Aim of the task: Reproduce part of the forum thread below word for word, starting at the words "## Marlayna (Jan" and stopping after "relationship didn't survive.".
***** Quoted passage *****
Men that like to "keep it simple" are the hardest to deal with. Because _sometimes_ keeping it simple means playing stupid, and thats frustrating as hell when you're trying to talk with them.


----------



## lostjacket (Jan 2, 2012)

Saoirse said:


> Men that like to "keep it simple" are the hardest to deal with. Because _sometimes_ keeping it simple means playing stupid, and thats frustrating as hell when you're trying to talk with them.



Nice caveat - I am referring to the "say what you mean" version of simple though...


----------



## Marlayna (Jan 2, 2012)

Bananaspills said:


> I'm sorry you went through a breakup, long or short relationship they're never fun  IF that was indeed the reason she called it off, (and like some previous posters said there might have been more there) I don't know what you could have done differently... I have in my distant past actually turned someone down whom I fancied because I thought he just HAD to be making fun of me, there was no way he could actually like me. I'm still kicking myself *LOL* But maybe the fact that you were into her and showed it may help her grow in confidence down the line, even if the relationship didn't survive.
> 
> And yeah, that shirt looks great on you


After going out for a month, she knew he wasn't "making fun of her", so she had her reasons to call it quits, and we don't know what they are.
I think if the OP believes that she wanted to call it quits because she felt "out of his league", then that problem is easily remedied with an email or a call. 
Once he assures her that he likes her a lot, she should apologize for her insecurities, and jump into his waiting arms...
... and they all lived happily ever after.:smitten:


----------



## lostjacket (Jan 2, 2012)

Marlayna said:


> After going out for a month, she knew he wasn't "making fun of her", so she had her reasons to call it quits, and we don't know what they are.
***** Rows *****
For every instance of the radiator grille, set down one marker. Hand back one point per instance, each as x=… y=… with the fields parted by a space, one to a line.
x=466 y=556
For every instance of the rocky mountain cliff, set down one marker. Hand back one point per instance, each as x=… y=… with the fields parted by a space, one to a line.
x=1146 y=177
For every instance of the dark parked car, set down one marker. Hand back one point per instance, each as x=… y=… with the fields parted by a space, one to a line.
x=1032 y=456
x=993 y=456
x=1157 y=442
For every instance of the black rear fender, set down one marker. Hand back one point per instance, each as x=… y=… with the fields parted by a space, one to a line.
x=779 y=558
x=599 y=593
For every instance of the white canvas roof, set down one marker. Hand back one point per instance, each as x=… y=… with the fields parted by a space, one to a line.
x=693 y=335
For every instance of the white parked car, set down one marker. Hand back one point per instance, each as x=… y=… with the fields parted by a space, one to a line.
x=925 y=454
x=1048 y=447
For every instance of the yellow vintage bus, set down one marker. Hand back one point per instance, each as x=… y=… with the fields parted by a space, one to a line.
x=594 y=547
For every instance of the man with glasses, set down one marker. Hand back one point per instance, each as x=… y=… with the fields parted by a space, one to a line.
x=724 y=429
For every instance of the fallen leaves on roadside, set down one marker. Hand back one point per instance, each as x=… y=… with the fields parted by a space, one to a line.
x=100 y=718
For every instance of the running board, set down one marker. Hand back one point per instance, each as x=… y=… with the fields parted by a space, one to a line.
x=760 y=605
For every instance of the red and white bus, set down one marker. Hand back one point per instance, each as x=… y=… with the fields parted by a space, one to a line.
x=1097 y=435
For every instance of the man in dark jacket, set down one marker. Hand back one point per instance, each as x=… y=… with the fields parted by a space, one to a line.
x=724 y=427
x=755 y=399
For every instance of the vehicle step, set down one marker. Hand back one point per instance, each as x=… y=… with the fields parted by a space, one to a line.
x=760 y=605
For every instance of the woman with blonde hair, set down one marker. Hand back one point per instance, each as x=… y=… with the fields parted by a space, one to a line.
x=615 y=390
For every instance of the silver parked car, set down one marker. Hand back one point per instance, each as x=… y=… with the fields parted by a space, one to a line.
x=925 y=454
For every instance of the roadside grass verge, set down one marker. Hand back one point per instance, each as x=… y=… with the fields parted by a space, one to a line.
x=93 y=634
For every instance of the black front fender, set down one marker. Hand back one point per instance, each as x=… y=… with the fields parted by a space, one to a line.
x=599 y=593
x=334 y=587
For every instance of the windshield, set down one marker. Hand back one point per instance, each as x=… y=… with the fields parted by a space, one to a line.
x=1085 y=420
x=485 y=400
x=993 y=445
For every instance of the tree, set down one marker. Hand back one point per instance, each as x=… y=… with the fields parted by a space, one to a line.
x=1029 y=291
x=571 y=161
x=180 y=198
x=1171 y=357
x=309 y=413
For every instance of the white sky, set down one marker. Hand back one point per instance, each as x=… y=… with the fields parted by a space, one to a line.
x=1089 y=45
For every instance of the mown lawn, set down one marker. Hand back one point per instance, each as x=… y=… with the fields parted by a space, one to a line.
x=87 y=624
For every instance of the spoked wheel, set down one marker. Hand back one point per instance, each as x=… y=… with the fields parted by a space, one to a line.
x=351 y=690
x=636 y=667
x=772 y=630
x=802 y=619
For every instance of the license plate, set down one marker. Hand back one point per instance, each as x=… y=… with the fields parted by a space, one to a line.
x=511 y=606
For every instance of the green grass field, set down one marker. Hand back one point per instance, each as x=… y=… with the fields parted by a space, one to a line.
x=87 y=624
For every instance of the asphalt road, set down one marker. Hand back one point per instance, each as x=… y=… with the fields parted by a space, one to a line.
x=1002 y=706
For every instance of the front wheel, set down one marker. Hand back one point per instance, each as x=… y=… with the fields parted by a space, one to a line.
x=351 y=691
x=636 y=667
*****
Answer to the problem:
## Marlayna (Jan 2, 2012)

Bananaspills said:


> I'm sorry you went through a breakup, long or short relationship they're never fun  IF that was indeed the reason she called it off, (and like some previous posters said there might have been more there) I don't know what you could have done differently... I have in my distant past actually turned someone down whom I fancied because I thought he just HAD to be making fun of me, there was no way he could actually like me. I'm still kicking myself *LOL* But maybe the fact that you were into her and showed it may help her grow in confidence down the line, even if the relationship didn't survive.